▶ [TASK OBJECTIVE]: Report only the number of lines in the records below that contain the string "trunk". Matching is case-sensitive.

▶ [Pointing entries for a named object]:
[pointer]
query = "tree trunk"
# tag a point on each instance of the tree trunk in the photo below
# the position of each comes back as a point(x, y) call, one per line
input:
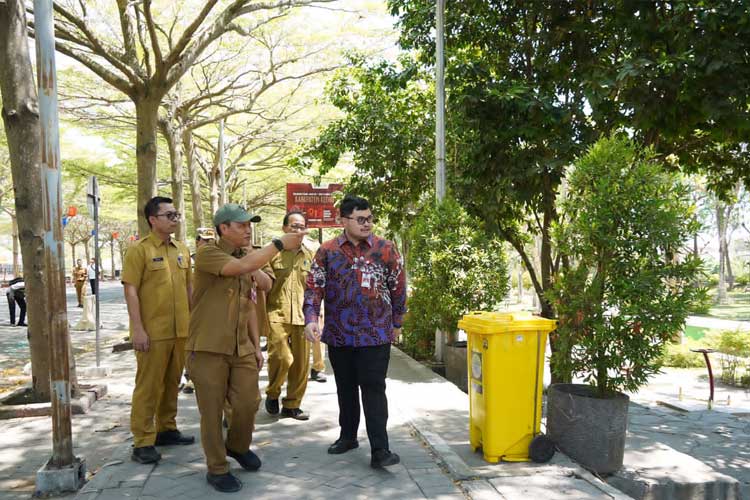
point(147, 117)
point(213, 187)
point(728, 268)
point(112, 255)
point(172, 136)
point(194, 179)
point(721, 293)
point(21, 121)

▶ [RESULT FOR THIS EXERCISE]: 2